**Perintah tugas**
Bisakah Anda menampilkan ulang seluruh teks tentang deteksi kanker prostat di bawah ini tanpa mengubah satu huruf pun?

**Kutipan teks**
· · · ·

Sama halnya dengan kontroversi tentang mamogram yang digunakan untuk mendeteksi kanker payudara, banyak juga perdebatan seputar metode yang digunakan untuk mendeteksi kanker prostat.
Pengkritik mengatakan kedua prosedur ini akan menemukan tumor kecil yang seharusnya diabaikan, namun seringkali gagal menemukan tumor yang ganas. Sebuah studi baru menunjukkan, dalam waktu dekat para dokter akan bisa mendeteksi kanker prostat.
Adanya penyakit turunan dalam keluarga akan menentukan apakah seorang laki-laki berpotensi terkena kanker prostat ganas. Studi menunjukkan, jika saudara laki-laki seorang pria mengidap kanker prostat, risiko yang dihadapinya terkena penyakit sama bisa tiga kali lebih besar dari biasanya.
Tidak seperti kanker payudara, yang bisa dideteksi dengan mamogram ringan, teknologi canggih ini tidak lazim digunakan untuk mendeteksi kanker prostat.

· · · ·

Entri tersimpan
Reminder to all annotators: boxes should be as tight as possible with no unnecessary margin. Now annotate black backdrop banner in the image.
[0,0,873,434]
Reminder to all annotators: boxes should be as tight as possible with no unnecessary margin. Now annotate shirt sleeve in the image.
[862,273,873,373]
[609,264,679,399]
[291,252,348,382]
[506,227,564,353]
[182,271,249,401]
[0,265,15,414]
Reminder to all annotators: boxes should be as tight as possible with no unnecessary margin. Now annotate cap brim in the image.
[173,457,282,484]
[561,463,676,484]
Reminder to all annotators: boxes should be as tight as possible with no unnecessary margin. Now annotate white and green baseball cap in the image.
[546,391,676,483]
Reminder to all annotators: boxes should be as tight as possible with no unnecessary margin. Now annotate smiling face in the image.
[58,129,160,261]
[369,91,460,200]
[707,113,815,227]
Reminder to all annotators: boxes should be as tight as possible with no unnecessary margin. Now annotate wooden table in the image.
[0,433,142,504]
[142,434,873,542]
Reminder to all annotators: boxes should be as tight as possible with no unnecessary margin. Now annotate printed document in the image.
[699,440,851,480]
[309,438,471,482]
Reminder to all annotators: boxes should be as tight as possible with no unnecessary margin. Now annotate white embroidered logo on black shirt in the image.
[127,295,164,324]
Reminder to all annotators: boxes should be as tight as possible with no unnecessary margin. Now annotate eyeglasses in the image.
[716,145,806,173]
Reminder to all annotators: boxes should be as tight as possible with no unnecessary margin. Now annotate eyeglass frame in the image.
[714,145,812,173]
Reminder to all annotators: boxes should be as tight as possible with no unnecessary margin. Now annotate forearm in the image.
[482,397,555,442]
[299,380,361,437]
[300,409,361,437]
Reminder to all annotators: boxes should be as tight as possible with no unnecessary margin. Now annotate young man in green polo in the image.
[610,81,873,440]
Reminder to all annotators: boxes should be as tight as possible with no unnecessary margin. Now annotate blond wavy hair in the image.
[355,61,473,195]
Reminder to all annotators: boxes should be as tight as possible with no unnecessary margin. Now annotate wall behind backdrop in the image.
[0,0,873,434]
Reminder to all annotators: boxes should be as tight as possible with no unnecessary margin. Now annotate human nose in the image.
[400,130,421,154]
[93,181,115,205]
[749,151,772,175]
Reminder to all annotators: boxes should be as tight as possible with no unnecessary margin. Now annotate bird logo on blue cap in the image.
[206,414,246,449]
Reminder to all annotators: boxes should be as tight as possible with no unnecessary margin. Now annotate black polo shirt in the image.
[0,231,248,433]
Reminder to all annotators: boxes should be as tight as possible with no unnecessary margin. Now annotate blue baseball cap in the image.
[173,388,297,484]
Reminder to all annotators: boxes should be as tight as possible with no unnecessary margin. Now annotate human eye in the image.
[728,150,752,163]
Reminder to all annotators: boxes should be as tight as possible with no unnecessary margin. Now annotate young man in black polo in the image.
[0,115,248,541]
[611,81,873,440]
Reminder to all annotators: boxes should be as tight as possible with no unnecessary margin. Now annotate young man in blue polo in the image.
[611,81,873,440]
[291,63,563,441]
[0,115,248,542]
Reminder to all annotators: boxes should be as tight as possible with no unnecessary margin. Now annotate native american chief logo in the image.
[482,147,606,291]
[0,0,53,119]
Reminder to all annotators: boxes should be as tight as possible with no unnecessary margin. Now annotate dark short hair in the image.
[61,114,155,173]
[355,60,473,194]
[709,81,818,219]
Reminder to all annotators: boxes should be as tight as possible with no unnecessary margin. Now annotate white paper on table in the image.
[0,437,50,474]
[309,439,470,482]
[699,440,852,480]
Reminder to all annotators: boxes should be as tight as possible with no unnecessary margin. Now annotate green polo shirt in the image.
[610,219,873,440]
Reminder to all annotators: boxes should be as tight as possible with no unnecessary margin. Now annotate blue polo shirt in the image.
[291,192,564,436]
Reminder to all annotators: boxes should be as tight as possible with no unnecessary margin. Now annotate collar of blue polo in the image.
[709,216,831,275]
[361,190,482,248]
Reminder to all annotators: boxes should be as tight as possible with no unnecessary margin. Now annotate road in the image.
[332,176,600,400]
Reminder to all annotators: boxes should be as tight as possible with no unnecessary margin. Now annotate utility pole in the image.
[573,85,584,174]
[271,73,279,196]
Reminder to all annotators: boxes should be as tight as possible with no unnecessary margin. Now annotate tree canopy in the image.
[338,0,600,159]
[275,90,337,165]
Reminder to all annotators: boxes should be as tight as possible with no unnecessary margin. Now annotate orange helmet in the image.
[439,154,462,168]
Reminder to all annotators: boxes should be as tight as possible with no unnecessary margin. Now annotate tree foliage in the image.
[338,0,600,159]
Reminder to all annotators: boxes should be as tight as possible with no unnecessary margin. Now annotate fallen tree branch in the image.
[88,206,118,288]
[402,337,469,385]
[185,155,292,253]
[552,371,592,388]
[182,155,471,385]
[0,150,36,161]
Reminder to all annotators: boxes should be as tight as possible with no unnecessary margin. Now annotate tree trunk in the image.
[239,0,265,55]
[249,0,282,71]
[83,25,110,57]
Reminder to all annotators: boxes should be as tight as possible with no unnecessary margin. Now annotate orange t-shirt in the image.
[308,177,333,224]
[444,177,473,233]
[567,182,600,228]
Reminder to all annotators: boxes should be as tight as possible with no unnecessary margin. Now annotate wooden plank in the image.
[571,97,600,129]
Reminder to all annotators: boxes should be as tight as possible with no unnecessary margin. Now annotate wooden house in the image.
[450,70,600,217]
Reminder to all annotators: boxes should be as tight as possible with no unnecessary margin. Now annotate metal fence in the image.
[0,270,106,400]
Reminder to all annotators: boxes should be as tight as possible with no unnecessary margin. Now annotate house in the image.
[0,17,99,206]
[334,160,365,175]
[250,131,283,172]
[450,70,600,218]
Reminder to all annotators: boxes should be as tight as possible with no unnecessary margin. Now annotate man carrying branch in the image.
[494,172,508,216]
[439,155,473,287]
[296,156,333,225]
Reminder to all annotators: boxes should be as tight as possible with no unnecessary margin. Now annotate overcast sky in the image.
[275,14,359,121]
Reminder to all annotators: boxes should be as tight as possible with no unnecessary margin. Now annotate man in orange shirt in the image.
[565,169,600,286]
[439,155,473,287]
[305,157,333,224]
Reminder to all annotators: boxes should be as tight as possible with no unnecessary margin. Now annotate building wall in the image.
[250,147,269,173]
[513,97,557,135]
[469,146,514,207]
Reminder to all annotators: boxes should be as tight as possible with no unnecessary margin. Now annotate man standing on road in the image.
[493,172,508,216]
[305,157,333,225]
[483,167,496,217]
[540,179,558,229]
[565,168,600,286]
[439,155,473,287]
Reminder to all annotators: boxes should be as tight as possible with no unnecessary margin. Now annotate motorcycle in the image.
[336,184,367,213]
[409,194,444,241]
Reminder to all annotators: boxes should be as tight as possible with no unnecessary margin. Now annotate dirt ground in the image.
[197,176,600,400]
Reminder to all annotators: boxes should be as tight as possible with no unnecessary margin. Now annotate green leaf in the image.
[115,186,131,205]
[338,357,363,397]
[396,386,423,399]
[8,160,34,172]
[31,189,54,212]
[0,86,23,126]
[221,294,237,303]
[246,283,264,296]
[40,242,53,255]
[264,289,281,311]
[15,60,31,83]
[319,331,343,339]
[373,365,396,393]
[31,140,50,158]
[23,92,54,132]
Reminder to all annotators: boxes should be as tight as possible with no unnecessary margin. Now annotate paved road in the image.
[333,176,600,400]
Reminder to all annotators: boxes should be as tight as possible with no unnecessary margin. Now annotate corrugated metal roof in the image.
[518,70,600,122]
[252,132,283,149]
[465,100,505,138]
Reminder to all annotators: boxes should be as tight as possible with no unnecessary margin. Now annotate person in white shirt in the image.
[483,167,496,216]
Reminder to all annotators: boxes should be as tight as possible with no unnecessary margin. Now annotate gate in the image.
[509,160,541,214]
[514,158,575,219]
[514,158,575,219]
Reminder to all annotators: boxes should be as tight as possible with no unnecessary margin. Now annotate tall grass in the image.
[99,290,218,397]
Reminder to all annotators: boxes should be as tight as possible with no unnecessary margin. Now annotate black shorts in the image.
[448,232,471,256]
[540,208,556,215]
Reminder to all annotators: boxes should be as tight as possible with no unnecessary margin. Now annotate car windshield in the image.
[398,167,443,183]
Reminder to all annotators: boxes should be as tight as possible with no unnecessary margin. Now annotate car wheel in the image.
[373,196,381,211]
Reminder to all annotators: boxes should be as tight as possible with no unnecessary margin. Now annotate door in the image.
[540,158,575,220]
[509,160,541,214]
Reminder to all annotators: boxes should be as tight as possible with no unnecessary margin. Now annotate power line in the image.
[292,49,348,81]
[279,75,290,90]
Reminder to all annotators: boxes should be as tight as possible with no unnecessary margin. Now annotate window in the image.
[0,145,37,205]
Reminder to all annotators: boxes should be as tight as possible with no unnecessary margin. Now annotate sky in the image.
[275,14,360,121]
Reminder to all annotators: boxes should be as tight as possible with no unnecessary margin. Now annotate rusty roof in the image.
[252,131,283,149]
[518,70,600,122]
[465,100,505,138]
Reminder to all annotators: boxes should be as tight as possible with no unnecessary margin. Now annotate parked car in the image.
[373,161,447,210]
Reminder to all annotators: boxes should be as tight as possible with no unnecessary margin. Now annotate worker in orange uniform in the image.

· · · ·

**Jawaban latihan**
Sama halnya dengan kontroversi tentang mamogram yang digunakan untuk mendeteksi kanker payudara, banyak juga perdebatan seputar metode yang digunakan untuk mendeteksi kanker prostat.
Pengkritik mengatakan kedua prosedur ini akan menemukan tumor kecil yang seharusnya diabaikan, namun seringkali gagal menemukan tumor yang ganas. Sebuah studi baru menunjukkan, dalam waktu dekat para dokter akan bisa mendeteksi kanker prostat.
Adanya penyakit turunan dalam keluarga akan menentukan apakah seorang laki-laki berpotensi terkena kanker prostat ganas. Studi menunjukkan, jika saudara laki-laki seorang pria mengidap kanker prostat, risiko yang dihadapinya terkena penyakit sama bisa tiga kali lebih besar dari biasanya.
Tidak seperti kanker payudara, yang bisa dideteksi dengan mamogram ringan, teknologi canggih ini tidak lazim digunakan untuk mendeteksi kanker prostat.